EXERCISE OBJECTIVE
The entries should be given again in full. Alter nothing.

DATASET EXCERPTS
• • • •
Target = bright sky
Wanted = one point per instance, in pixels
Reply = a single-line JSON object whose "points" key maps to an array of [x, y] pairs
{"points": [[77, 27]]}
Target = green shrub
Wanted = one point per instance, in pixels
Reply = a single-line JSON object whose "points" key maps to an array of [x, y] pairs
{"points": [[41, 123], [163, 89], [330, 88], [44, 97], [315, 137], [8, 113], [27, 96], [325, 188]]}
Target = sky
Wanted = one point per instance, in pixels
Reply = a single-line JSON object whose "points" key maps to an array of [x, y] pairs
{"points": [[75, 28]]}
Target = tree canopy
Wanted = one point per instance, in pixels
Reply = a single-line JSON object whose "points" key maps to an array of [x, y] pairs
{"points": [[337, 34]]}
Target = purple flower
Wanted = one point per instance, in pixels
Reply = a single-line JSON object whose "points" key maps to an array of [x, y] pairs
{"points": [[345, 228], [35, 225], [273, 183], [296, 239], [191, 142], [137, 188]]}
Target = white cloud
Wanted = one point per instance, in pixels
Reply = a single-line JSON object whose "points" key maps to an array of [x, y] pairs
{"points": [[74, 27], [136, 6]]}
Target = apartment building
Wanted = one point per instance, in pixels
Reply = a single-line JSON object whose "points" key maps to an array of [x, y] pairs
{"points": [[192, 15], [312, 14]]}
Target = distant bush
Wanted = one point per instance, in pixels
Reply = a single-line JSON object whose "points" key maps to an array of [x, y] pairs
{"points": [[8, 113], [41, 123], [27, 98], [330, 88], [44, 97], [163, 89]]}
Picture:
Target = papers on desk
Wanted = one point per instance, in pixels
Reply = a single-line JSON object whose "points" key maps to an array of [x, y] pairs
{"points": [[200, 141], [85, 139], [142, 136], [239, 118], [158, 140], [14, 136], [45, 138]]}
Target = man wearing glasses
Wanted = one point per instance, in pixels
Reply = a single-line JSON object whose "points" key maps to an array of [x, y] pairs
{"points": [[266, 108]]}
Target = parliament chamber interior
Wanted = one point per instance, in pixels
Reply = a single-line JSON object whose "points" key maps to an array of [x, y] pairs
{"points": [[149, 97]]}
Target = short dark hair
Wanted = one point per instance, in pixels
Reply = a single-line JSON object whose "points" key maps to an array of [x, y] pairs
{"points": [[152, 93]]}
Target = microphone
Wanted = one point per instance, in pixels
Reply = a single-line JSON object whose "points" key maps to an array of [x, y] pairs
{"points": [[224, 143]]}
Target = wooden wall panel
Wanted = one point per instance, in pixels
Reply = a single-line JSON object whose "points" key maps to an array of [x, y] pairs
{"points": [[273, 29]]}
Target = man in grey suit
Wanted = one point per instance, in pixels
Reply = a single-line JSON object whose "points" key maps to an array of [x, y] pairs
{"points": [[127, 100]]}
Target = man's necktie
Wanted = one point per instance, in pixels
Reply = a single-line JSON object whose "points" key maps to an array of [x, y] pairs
• • • •
RESULT OF THIS TASK
Target = bright sky
Wanted = one point per instance, in pixels
Reply = a single-line JSON object whose "points" key maps to an array of [x, y] pairs
{"points": [[77, 27]]}
Target = green shrub
Wanted = one point per instance, in pixels
Reply = a single-line JSON object whose "points" key maps to an array of [x, y] pairs
{"points": [[41, 123], [163, 89], [330, 88], [44, 97], [315, 137], [8, 113], [27, 96], [325, 188]]}
Target = sky
Wanted = one point per instance, in pixels
Reply = a single-line JSON object whose "points" key maps to an array of [x, y] pairs
{"points": [[75, 28]]}
Target = tree canopy
Wanted = one point per instance, in pixels
Reply = a single-line JSON object whose "points" key maps to an array of [x, y] pairs
{"points": [[337, 34]]}
Target = purple flower
Wanted = one point per instance, in pixels
Reply = a single-line JSON object whose "points" key maps to an array of [x, y] pairs
{"points": [[345, 228], [35, 225], [273, 183], [296, 239], [191, 142], [137, 188]]}
Target = white cloud
Wanted = one point per instance, in pixels
Reply = a single-line JSON object whose "points" key maps to an array of [x, y] pairs
{"points": [[74, 27], [136, 6]]}
Target = apartment building
Wanted = one point per instance, in pixels
Reply = a single-line JSON object whose "points" key maps to an array of [x, y] pairs
{"points": [[192, 15], [312, 14]]}
Target = distant bush
Wanted = one point per instance, in pixels
Reply = a single-line JSON object whose "points" key maps to an array of [x, y] pairs
{"points": [[8, 113], [41, 123], [27, 98], [330, 88], [44, 97], [163, 89]]}
Picture:
Target = papers on desk
Wanted = one point per instance, in pixels
Reply = a single-line JSON object whose "points" key maps to an array of [x, y] pairs
{"points": [[200, 141], [85, 139], [142, 136], [239, 118], [158, 140], [14, 136], [45, 138]]}
Target = man wearing glasses
Wanted = one point per instance, in pixels
Reply = a single-line JSON object whose "points" key maps to an array of [x, y] pairs
{"points": [[266, 108]]}
Target = parliament chamber interior
Wanted = one point per instance, in pixels
Reply = a single-line JSON object whose "points" key maps to an array of [x, y] pairs
{"points": [[149, 97]]}
Target = short dark hair
Wanted = one point per instance, in pixels
Reply = a single-line JSON object whose "points" key maps to an array of [x, y] pairs
{"points": [[152, 93]]}
Target = microphone
Wanted = one point per instance, in pixels
Reply = a single-line JSON object whose "points" key maps to an array of [x, y] pairs
{"points": [[224, 143]]}
Target = wooden wall panel
Wanted = one point per instance, in pixels
Reply = a single-line JSON object whose "points" key maps to an array of [x, y] pairs
{"points": [[273, 29]]}
Target = man in grey suit
Wanted = one point per instance, in pixels
Reply = a single-line JSON object whose "points" key maps to an array of [x, y] pairs
{"points": [[127, 100]]}
Target = man's necktie
Wanted = one point per instance, in pixels
Reply = a single-line JSON object whose "points" key maps to an array of [x, y] pairs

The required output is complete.